··· Quoted text
"F." One letter says everything you need to know about failure in our society. In this case, it’s a letter hard-earned by Big Tech.
There’s a simple reason. The first quarter of 2021 was the worst for online freedom since the start of the dotcom era. Big Tech went to war with conservatives in a place that was once one of the most free places on earth – the internet. That failing grade is the assessment of the Media Research Center’s new, quarterly report card about the censorship and biases that have taken over in Silicon Valley.
Big Tech didn’t just fail overall. All six major firms that were analyzed earned an "F" in free speech. The list was a Who’s Who of technology – Amazon, Apple, Facebook, Google, Twitter and YouTube. None of them did well. If there were a lower grade than "F," some might have earned it.
······
··· Records for processing
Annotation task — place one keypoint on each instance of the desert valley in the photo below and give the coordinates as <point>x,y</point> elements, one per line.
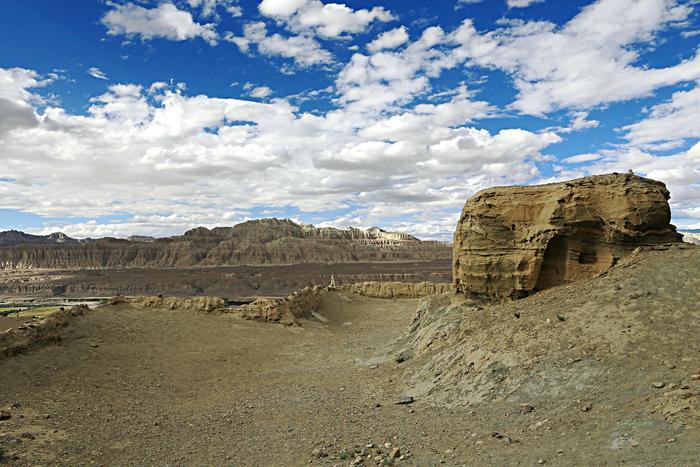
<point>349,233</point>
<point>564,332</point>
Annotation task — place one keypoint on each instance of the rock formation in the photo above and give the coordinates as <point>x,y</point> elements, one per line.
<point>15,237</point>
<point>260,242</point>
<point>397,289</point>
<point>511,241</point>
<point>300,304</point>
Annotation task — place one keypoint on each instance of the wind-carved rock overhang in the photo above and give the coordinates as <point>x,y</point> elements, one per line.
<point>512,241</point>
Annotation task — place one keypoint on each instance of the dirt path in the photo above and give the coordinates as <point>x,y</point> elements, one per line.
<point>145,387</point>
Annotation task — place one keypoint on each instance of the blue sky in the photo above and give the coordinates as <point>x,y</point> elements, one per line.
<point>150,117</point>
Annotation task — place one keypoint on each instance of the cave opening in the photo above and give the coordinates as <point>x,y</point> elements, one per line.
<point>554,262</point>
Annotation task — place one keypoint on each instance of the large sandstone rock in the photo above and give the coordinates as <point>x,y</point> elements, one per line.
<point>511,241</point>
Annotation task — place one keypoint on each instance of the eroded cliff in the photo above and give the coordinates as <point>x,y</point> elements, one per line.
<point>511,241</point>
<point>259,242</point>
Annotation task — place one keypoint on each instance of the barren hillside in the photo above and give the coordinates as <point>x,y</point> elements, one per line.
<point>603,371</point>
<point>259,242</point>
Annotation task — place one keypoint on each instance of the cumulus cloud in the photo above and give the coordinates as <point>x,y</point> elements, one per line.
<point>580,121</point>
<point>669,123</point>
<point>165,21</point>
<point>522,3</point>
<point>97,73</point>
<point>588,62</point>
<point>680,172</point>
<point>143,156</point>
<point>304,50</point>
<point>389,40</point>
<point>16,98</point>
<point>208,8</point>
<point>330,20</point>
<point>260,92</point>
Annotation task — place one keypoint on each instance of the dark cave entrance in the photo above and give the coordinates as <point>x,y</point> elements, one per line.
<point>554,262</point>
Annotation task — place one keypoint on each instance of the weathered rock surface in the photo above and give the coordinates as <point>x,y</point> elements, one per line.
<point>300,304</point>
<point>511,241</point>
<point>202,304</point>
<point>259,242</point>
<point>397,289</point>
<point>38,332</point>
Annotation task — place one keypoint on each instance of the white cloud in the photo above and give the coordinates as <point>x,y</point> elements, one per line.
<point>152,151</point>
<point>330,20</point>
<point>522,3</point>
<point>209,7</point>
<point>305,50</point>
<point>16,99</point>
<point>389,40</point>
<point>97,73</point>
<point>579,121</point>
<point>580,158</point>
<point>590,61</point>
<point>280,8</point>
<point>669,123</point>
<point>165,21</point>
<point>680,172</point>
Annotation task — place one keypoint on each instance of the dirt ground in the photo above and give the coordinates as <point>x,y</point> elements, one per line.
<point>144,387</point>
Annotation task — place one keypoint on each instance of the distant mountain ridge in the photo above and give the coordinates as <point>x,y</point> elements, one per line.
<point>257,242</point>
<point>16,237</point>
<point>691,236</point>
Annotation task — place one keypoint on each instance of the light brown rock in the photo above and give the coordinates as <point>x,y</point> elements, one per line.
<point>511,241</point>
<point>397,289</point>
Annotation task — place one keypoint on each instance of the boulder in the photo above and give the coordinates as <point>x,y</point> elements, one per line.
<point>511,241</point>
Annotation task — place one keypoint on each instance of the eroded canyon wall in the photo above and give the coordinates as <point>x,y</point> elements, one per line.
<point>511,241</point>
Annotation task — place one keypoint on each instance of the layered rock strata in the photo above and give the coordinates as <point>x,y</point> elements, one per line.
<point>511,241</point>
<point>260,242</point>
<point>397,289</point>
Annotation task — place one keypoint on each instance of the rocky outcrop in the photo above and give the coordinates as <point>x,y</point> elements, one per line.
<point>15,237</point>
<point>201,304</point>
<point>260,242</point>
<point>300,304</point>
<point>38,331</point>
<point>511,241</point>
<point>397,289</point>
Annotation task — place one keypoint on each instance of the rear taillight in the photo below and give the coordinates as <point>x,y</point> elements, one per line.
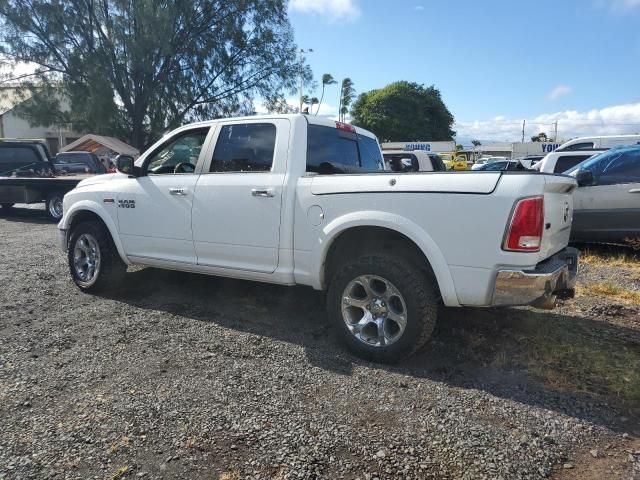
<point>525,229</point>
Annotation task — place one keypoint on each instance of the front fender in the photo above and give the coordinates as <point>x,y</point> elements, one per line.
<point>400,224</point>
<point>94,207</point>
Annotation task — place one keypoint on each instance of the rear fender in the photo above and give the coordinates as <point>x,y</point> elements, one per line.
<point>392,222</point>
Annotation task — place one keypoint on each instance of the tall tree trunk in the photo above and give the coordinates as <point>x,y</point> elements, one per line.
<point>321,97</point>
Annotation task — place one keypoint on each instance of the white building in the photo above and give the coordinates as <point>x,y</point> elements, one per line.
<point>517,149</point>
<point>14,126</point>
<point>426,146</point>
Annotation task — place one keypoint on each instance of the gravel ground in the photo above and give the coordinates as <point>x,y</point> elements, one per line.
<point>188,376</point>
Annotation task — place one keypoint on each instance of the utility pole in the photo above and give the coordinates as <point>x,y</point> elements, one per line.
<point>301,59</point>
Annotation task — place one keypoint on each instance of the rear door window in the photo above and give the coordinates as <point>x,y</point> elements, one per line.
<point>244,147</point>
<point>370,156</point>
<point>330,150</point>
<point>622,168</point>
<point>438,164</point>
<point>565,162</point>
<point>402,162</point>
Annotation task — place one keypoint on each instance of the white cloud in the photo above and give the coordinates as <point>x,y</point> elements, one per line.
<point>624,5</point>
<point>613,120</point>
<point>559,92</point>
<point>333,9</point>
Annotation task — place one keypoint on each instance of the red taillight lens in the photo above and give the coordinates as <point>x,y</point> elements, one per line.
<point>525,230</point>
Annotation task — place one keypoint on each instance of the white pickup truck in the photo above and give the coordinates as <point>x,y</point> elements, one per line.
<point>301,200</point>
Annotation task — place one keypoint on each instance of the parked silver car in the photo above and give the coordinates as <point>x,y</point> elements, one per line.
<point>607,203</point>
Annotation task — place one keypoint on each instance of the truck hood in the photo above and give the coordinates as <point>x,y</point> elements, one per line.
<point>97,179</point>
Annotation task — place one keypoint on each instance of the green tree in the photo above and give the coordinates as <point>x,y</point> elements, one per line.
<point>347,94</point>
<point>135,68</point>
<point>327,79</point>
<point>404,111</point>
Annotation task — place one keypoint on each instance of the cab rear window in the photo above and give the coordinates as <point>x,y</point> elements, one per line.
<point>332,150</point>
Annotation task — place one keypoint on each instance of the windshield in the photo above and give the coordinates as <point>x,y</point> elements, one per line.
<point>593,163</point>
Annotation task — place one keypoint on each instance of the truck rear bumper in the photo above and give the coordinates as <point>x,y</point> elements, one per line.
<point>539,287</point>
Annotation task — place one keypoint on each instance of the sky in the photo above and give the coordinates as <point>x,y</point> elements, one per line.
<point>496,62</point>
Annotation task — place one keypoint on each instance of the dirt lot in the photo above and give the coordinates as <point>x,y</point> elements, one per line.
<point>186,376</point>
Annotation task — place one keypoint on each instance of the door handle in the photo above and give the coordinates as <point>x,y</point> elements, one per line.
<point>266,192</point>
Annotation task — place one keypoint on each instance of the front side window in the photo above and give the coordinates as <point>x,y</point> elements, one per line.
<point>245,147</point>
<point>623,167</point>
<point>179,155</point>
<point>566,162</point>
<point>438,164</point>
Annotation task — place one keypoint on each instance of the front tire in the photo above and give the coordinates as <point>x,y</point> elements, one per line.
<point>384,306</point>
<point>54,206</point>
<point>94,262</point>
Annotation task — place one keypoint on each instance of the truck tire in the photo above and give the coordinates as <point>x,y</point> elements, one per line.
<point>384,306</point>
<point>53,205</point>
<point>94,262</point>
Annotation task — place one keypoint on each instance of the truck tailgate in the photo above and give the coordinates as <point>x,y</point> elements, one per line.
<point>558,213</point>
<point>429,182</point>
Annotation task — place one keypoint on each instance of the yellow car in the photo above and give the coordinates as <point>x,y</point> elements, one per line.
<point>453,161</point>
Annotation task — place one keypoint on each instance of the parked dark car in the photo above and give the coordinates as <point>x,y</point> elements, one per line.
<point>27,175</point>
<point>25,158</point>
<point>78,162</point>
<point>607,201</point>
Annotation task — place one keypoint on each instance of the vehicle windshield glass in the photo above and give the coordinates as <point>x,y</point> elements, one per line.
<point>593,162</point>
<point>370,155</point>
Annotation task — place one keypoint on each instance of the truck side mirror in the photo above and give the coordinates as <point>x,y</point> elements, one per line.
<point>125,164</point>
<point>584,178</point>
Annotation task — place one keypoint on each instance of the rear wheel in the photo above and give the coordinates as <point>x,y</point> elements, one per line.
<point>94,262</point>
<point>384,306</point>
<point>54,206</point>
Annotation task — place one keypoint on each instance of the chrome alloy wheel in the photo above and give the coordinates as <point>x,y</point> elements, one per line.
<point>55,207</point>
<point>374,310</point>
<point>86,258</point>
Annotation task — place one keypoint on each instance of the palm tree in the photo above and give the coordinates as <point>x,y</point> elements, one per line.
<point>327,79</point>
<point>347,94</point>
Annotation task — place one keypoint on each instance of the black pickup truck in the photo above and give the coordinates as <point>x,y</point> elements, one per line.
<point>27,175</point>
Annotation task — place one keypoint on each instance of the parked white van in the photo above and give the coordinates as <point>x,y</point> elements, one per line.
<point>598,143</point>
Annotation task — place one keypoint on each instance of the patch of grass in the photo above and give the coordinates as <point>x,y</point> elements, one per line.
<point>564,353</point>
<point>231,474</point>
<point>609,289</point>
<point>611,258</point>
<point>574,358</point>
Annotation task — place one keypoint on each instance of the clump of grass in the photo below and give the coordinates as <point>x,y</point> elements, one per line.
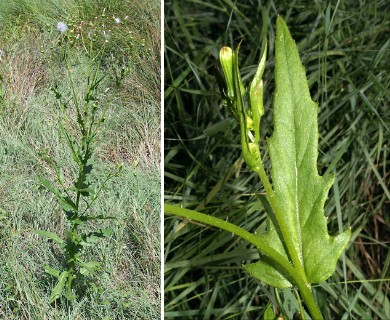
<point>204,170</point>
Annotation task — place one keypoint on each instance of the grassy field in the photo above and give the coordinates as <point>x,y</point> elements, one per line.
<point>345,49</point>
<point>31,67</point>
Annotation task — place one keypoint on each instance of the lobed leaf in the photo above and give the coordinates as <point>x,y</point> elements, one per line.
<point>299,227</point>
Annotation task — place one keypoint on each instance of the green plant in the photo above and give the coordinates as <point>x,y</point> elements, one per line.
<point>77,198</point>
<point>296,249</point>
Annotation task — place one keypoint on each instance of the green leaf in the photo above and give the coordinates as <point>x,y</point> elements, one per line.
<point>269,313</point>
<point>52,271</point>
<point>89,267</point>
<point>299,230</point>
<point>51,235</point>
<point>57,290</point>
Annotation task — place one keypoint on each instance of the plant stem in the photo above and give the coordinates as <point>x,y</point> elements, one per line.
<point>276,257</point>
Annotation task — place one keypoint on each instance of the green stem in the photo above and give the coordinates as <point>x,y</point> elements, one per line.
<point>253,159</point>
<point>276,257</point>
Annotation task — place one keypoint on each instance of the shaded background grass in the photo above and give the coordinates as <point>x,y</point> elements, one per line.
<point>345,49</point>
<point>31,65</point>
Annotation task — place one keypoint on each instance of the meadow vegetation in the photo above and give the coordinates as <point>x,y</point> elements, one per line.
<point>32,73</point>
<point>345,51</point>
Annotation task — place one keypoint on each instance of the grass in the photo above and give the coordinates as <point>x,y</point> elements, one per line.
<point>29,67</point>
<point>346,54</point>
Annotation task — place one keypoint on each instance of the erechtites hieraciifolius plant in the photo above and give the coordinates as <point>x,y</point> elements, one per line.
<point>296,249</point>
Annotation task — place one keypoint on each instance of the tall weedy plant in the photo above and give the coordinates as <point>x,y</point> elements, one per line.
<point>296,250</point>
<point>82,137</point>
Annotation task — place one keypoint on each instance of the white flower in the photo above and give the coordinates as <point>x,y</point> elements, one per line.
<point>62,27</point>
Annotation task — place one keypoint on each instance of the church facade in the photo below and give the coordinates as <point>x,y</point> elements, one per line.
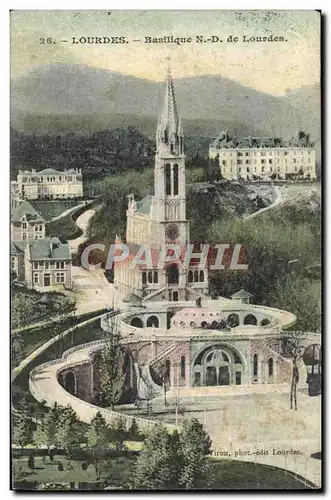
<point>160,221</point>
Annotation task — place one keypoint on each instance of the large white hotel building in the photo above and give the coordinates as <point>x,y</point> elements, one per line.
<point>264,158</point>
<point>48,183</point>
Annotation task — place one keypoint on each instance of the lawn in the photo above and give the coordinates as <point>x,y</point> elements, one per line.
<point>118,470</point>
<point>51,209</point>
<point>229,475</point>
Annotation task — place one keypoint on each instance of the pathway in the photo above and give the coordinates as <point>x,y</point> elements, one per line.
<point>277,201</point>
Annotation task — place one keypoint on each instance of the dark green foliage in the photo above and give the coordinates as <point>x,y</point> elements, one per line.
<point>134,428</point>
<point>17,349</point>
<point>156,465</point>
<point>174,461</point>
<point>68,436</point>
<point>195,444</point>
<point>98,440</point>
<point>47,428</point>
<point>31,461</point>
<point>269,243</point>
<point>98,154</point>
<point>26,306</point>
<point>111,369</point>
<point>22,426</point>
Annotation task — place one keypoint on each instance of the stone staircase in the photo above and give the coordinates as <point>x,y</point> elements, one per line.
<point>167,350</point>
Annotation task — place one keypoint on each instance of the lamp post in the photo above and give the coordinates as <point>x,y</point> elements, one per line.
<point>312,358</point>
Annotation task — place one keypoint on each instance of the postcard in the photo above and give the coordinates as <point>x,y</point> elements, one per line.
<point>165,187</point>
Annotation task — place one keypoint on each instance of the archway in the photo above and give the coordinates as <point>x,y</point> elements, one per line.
······
What is asked:
[a] In the text about Big Tech's free-speech grades, which organization issued the quarterly report card?
[b] Copy everything in the entries from their start down to the line containing "<point>150,117</point>", including both ends, and omit the pictures.
The text about Big Tech has no connection to the entries.

Solved problems:
[a] The Media Research Center.

[b]
Annotation task — place one keypoint on each instance of the desert valley in the photo below and give the coordinates as <point>x,y</point> elements, one per line.
<point>349,233</point>
<point>564,332</point>
Annotation task — place one keypoint on each instance of the rock formation in the photo above and give the coordinates as <point>x,y</point> elements, one per line.
<point>15,237</point>
<point>260,242</point>
<point>397,289</point>
<point>511,241</point>
<point>300,304</point>
Annotation task — place one keypoint on each instance of the wind-carved rock overhang in the photo above and give the coordinates as <point>x,y</point> elements, one per line.
<point>512,241</point>
Annotation task — place one keypoint on each instance of the dirt path in the photo above and give the coordinates as <point>x,y</point> elements, one per line.
<point>145,387</point>
Annotation task — place one keypoint on each instance of the blue sky in the photo above and give the coordinates as <point>x,y</point> elements, one per line.
<point>150,117</point>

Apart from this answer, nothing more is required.